§ THINGS TO DO:
a) Answer these questions using the polyline-band post below:
(i) What two inputs does the post name for building the band?
(ii) How are the outline points to be triangulated calculated in the current implementation?
(iii) Which Clipper2 method performs the offset?
b) According to the polyline-band post below, why does the current implementation fail to produce a clean band?

# Inflate a polyline so that the 2D band can be triangulated without self-intersections

Introduction

I have simple polylines as sequences of points. I need a triangulation with a configurable width. The goal is to get a 2D 'band' from the input polyline without self-intersections.

Description:

Input is a 2D point sequence {P1, ..., Pn} (Polyline) and a target width of the triangulated band. Output is the triangulation without self intersection: In the current implementation I move the segments formed by {P1, .., Pn} in both perpendicular directions. The outline points to be triangulated are calculated by intersection of the translated segments (red dots in the image above).

The problem with this approach is that in sharp angles the resulting intersection points generate self-intersecting triangles: Question

Is there a robust algorithm to triangulate a band from a polyline without generating self-intersections?

References:

• this approach seems to be similar but also does not solve the self intersection problem
• Clipper2 has an InflatePath method that does the offset but I don't know how to triangulate the resulting path
• An approach would be to just triangulate the outline points with Delaunay but I don't know how to restrict the result to triangles inside the 'Band'
• A very nice explanation of Constrained Delaunay Triangulation
• It is not clear how the outline should look like. Please be specific. (One method is to build the outline, then triangulate it.)

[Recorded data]

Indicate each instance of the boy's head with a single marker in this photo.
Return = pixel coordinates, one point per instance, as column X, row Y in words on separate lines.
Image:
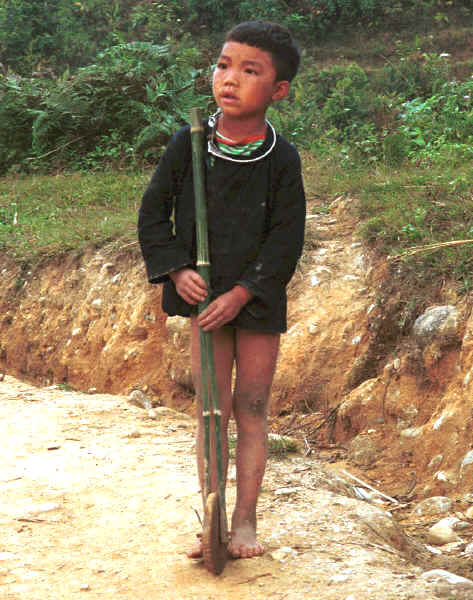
column 272, row 38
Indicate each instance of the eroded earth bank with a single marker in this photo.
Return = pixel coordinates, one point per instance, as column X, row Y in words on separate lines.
column 393, row 410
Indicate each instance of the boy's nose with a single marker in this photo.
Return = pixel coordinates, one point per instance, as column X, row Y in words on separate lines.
column 230, row 77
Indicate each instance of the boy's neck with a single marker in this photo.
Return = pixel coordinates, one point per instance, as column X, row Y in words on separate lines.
column 238, row 129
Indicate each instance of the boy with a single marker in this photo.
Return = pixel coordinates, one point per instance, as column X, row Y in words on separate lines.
column 256, row 214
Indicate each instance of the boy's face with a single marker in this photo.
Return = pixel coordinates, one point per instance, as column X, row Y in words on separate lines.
column 244, row 81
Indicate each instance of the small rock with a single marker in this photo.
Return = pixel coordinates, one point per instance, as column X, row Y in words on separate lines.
column 363, row 450
column 441, row 533
column 446, row 584
column 287, row 491
column 469, row 550
column 434, row 505
column 461, row 526
column 435, row 462
column 138, row 398
column 282, row 553
column 339, row 578
column 439, row 323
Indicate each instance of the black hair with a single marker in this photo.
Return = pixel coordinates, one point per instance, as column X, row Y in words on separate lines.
column 272, row 38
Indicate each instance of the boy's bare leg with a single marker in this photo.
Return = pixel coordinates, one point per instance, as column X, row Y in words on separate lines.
column 224, row 344
column 256, row 356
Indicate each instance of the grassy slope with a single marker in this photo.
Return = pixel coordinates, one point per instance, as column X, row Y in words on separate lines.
column 415, row 205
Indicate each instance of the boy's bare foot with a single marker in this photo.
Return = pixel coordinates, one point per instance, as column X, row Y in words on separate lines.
column 197, row 550
column 243, row 543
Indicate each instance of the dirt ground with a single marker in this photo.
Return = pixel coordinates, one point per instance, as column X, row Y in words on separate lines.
column 98, row 500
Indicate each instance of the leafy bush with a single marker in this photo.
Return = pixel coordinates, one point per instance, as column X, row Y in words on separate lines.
column 18, row 101
column 124, row 105
column 440, row 128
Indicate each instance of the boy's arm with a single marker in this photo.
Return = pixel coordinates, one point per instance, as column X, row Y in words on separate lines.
column 270, row 273
column 224, row 308
column 162, row 250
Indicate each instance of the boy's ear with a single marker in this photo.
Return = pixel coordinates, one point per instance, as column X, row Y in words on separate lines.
column 281, row 90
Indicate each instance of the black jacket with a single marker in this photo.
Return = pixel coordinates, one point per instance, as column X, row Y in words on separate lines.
column 256, row 216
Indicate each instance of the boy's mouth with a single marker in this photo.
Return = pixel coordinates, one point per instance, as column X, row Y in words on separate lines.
column 228, row 96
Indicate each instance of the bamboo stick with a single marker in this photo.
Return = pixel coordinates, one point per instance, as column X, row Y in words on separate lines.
column 210, row 403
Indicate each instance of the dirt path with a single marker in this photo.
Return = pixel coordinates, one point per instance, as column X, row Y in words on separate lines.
column 97, row 501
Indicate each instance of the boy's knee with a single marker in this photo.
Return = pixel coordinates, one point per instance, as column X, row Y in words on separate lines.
column 253, row 402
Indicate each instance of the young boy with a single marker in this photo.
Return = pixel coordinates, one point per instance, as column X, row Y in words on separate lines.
column 256, row 214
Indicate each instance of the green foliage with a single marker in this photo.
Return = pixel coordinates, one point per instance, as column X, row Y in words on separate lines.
column 421, row 206
column 122, row 107
column 18, row 102
column 42, row 215
column 59, row 34
column 440, row 128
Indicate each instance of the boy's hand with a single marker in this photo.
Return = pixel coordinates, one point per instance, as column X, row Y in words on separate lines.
column 189, row 285
column 224, row 308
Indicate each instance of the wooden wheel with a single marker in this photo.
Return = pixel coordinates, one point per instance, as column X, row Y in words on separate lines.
column 214, row 550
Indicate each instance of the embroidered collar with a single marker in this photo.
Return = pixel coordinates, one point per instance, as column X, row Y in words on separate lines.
column 214, row 150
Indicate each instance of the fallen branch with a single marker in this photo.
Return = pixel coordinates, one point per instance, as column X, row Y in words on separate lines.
column 56, row 149
column 428, row 248
column 370, row 487
column 254, row 578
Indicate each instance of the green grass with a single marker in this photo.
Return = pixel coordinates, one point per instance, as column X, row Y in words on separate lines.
column 399, row 208
column 43, row 215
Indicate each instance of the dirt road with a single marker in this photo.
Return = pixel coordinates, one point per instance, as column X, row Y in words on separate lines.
column 97, row 501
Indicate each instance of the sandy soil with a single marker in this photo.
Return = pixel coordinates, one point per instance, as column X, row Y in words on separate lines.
column 97, row 500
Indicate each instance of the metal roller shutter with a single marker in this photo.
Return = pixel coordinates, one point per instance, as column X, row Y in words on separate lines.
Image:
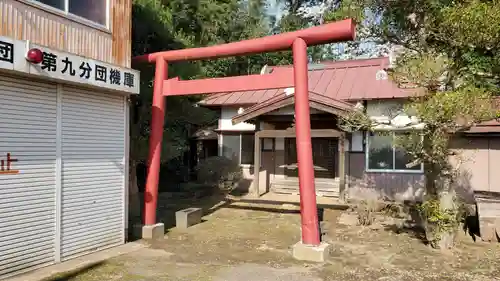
column 28, row 115
column 93, row 182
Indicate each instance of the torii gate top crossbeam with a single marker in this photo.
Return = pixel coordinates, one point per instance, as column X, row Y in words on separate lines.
column 323, row 34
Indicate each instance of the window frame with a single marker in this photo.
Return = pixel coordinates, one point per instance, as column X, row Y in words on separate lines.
column 66, row 14
column 240, row 134
column 394, row 171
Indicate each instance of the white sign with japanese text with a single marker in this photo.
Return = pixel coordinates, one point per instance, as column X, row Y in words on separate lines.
column 67, row 67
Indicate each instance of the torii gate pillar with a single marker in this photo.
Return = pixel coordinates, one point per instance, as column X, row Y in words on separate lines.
column 298, row 41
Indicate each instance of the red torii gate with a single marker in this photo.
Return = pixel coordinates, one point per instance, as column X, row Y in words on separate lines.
column 298, row 41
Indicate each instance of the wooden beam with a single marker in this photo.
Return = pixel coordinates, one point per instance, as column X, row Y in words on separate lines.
column 176, row 87
column 256, row 164
column 327, row 108
column 263, row 110
column 319, row 133
column 342, row 170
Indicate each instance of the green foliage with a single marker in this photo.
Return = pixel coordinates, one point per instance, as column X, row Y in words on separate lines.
column 451, row 56
column 439, row 220
column 219, row 171
column 366, row 212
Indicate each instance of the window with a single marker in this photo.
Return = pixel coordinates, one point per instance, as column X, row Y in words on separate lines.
column 93, row 10
column 239, row 146
column 383, row 156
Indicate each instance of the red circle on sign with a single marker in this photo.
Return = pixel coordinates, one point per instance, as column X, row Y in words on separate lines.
column 34, row 56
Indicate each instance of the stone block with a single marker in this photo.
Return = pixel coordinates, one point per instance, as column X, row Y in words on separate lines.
column 153, row 232
column 311, row 253
column 488, row 229
column 188, row 217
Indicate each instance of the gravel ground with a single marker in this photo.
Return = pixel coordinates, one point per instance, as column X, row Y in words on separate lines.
column 249, row 242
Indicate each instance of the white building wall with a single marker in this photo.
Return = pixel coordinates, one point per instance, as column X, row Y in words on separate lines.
column 225, row 123
column 64, row 193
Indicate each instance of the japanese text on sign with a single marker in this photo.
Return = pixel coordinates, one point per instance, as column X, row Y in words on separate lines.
column 100, row 73
column 67, row 67
column 6, row 166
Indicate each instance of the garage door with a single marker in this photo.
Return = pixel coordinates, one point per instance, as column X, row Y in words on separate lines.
column 93, row 150
column 27, row 174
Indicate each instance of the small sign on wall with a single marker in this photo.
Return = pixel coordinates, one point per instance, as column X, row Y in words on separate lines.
column 6, row 165
column 67, row 67
column 357, row 141
column 267, row 144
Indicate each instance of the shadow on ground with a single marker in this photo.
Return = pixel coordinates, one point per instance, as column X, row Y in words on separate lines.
column 71, row 275
column 241, row 241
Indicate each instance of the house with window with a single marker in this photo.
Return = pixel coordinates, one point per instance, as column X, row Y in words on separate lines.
column 65, row 81
column 258, row 127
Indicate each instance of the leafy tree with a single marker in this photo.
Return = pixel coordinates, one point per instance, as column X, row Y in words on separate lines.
column 160, row 25
column 449, row 49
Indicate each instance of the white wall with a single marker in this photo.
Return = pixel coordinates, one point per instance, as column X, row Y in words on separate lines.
column 225, row 123
column 378, row 108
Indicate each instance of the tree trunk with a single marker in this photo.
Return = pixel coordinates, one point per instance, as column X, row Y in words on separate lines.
column 135, row 218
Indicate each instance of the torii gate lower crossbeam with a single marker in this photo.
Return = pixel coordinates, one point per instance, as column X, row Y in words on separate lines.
column 298, row 41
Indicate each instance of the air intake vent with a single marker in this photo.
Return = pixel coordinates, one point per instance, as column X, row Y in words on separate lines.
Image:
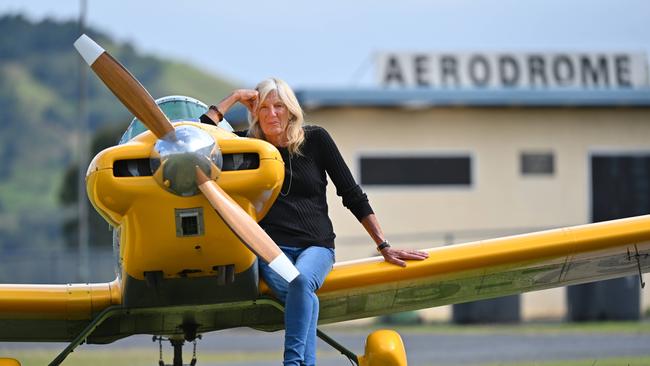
column 142, row 167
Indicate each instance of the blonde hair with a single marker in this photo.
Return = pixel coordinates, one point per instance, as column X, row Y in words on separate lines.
column 294, row 132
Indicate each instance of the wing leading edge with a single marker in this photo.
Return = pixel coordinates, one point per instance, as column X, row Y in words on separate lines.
column 488, row 269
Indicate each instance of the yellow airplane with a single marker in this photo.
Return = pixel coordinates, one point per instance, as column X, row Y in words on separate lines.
column 184, row 199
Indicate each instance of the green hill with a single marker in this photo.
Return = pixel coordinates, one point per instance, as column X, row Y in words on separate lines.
column 39, row 89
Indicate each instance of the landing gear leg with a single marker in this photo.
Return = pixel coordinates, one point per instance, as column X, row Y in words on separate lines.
column 177, row 344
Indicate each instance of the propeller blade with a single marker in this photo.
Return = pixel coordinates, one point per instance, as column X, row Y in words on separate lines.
column 246, row 229
column 125, row 87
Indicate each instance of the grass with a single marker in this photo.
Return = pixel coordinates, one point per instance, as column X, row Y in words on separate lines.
column 100, row 356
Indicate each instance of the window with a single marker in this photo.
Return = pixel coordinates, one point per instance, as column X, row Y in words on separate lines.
column 416, row 170
column 535, row 163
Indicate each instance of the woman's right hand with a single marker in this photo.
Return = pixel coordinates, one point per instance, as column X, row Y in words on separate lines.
column 247, row 97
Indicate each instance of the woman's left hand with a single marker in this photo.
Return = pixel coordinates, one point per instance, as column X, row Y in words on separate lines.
column 397, row 256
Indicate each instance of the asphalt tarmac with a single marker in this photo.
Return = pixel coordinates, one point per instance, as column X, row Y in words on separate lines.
column 245, row 347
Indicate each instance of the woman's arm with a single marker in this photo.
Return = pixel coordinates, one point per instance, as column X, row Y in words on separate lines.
column 247, row 97
column 391, row 255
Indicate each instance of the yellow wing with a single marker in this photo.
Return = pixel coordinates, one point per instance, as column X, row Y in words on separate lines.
column 488, row 269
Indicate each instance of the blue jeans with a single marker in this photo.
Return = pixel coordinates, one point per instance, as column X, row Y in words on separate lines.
column 300, row 301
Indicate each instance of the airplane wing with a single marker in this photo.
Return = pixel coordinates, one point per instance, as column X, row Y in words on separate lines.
column 354, row 289
column 488, row 269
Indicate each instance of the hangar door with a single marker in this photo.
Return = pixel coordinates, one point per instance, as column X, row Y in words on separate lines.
column 620, row 187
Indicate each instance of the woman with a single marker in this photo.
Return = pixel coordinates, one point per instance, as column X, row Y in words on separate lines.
column 307, row 238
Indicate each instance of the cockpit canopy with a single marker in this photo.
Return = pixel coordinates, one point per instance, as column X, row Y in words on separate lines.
column 176, row 108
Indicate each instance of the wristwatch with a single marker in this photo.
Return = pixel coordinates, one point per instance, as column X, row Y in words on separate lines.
column 383, row 245
column 214, row 108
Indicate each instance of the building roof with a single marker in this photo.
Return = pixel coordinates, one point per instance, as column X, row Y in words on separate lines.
column 426, row 98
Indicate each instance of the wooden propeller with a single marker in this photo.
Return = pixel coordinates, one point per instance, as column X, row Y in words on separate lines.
column 138, row 100
column 125, row 87
column 248, row 231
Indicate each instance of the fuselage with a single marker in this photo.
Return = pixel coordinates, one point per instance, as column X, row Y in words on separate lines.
column 173, row 249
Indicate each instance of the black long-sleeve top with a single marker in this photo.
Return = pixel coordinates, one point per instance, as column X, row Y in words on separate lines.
column 299, row 218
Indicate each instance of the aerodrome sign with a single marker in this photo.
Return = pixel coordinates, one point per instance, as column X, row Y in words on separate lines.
column 471, row 70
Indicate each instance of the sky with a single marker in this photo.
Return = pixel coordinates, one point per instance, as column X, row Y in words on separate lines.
column 332, row 43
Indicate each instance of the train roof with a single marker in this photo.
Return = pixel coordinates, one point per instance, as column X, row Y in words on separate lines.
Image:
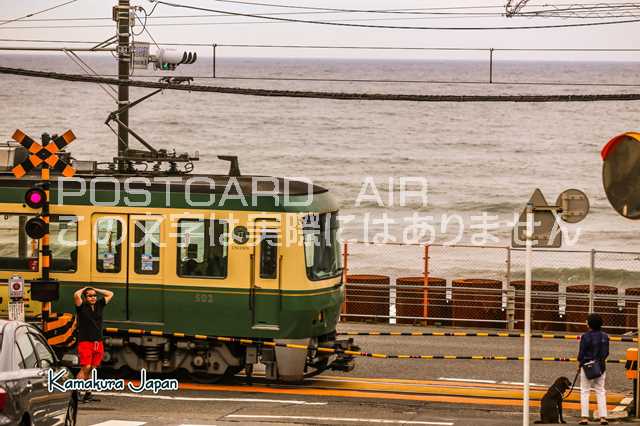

§ THE RESPONSES:
a)
(i) A 2D point sequence {P1, ..., Pn} (the polyline) and a target width of the triangulated band.
(ii) By intersecting the segments after they are moved in both perpendicular directions.
(iii) InflatePath.

b) At sharp angles, the intersection points of the translated segments produce self-intersecting triangles.